PROMPT → Format the records from the line containing "surface shown in the photo above." through the line containing "[[496, 733]]", both included, as a JSON list of strings with one string per line and blank lines left out.

---- RAW DATA

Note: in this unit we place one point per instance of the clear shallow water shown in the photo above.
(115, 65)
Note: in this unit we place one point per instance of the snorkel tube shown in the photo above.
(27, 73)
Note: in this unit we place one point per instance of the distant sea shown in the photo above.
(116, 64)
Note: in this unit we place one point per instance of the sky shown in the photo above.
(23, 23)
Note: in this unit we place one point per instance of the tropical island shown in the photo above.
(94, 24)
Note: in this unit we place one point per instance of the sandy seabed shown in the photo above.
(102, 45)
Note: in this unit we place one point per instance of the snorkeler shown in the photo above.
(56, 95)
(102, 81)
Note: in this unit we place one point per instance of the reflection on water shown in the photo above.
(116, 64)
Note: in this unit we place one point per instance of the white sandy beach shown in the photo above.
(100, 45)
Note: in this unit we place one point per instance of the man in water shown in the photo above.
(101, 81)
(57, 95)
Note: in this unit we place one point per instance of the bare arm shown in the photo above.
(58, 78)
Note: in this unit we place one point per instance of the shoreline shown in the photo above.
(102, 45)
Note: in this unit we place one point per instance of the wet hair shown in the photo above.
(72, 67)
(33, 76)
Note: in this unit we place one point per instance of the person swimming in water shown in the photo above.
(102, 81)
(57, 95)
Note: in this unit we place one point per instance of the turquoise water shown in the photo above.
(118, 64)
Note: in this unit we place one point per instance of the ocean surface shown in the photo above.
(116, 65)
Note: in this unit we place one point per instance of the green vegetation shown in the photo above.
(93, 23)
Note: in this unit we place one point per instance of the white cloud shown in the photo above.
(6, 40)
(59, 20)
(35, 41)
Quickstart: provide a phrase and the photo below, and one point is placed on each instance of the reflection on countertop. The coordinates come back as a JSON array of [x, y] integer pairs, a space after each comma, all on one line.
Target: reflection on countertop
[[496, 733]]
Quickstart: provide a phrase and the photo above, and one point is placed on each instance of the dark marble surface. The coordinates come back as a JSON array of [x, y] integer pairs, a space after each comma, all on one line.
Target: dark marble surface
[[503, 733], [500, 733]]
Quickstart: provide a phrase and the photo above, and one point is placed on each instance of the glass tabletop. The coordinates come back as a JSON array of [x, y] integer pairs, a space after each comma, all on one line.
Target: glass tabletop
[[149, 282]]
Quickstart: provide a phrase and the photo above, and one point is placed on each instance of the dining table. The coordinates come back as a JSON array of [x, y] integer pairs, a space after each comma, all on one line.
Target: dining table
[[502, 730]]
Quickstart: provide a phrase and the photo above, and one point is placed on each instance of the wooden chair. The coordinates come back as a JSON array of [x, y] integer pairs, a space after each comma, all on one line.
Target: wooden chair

--------

FINISHED ANSWER →
[
  "Note: in this unit we place one point per instance of the ocean surface shown in the photo above.",
  "(116, 65)",
  "Note: in this unit we place one point per instance of the green vegetation shown in the photo above.",
  "(93, 23)",
  "Note: in this unit we place one point per instance of the white cloud shown in the photo above.",
  "(6, 40)",
  "(59, 20)",
  "(35, 41)",
  "Quickstart: provide a phrase and the photo below, and one point is placed on each instance of the reflection on countertop. The coordinates come back as a JSON array of [x, y] integer pairs, a space after each comma, all on one line.",
  "Target: reflection on countertop",
  "[[496, 733]]"
]